Перепишите без изменений часть фрагмента о бессмертии души, начиная со слов «В этом отрицании» и заканчивая словами «позднейшей церковной традицией.».

◆ ФРАГМЕНТ ДОКУМЕНТА ◆
# # # #

В этом отрицании «бессмертия души», как его понимали греческие философы, обожествляя душу, мысля своего рода «единосущие» её с божеством, — св. Иустин имеет определённое и последовательное единомыслие и со своими современниками (свт. Феофилом Антиохийским, Татианом[88] и другими), и, тем более, — с позднейшей церковной традицией.
Как можно заметить, попутно с этой критикой платонической концепции «сопричастности» (как онтологической сродности) св. Иустин намечает и такое «трихотомическое» учение о природе человека, которое в его христианском истолковании непосредственно отвечало анти-платоническому заданию — стремлению отличить в человеке его человеческую душу от пребывающего в нём божественного Духа.
Ученик св. Иустина Татиан с особенной полемической настойчивостью утверждает: «Душа сама по себе не бессмертна, эллины, но смертна. Впрочем, она может и не умирать ‹…› Если она живёт одна, то уклоняется к веществу и умирает вместе с плотью; а когда она соединена с божественным духом, то не лишена помощи, но восходит туда, куда возводит её дух ‹…› В начале дух обитал вместе с душою, но потом оставил её, потому что она не захотела следовать ему»[89].

# # # #

◆ ИЗВЛЕЧЁННЫЕ ДАННЫЕ ◆

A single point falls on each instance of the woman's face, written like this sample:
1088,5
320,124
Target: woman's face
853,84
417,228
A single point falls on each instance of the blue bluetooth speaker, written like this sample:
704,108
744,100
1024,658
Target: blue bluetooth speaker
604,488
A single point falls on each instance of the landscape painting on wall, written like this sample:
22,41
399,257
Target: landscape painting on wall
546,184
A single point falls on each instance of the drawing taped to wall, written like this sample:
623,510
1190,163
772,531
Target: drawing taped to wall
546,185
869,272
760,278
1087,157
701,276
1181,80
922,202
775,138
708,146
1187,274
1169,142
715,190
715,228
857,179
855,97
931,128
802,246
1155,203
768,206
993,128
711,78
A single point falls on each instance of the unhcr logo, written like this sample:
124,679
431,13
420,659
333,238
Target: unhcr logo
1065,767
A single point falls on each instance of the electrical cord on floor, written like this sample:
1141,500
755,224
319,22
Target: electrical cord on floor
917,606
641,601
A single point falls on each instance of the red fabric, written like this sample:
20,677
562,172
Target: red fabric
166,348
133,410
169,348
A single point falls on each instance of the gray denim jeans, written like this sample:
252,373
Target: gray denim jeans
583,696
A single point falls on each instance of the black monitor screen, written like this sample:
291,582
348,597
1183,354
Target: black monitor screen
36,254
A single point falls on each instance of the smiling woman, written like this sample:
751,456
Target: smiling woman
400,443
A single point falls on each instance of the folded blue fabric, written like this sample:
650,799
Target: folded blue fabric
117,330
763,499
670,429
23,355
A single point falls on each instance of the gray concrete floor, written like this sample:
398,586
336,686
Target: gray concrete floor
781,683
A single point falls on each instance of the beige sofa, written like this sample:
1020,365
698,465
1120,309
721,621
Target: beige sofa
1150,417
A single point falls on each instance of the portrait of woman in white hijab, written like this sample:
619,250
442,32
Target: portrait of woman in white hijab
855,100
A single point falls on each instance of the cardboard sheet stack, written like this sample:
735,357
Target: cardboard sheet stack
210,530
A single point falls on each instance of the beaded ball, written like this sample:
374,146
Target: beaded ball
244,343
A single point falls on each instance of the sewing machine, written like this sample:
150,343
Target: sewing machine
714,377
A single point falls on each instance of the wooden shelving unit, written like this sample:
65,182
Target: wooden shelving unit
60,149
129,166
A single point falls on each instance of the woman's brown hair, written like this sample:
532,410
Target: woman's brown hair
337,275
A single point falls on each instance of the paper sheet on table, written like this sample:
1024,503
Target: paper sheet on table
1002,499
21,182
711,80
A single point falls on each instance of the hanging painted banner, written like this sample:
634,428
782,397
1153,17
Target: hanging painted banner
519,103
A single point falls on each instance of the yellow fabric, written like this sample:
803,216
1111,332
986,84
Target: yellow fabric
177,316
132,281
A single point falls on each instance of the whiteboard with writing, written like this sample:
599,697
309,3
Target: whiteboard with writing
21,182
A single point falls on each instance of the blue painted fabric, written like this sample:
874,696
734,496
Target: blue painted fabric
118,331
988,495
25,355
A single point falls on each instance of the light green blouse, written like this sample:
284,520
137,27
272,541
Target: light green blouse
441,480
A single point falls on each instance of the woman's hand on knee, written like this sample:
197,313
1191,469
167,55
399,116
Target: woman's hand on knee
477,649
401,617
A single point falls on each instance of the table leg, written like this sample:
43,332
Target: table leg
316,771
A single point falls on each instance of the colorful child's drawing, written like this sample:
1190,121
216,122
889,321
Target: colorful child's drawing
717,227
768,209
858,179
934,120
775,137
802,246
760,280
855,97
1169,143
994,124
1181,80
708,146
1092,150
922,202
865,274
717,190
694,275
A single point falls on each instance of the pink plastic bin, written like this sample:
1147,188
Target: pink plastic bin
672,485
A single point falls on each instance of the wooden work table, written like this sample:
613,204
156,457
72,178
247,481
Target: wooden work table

# # # #

◆ ИТОГ УПРАЖНЕНИЯ ◆
В этом отрицании «бессмертия души», как его понимали греческие философы, обожествляя душу, мысля своего рода «единосущие» её с божеством, — св. Иустин имеет определённое и последовательное единомыслие и со своими современниками (свт. Феофилом Антиохийским, Татианом[88] и другими), и, тем более, — с позднейшей церковной традицией.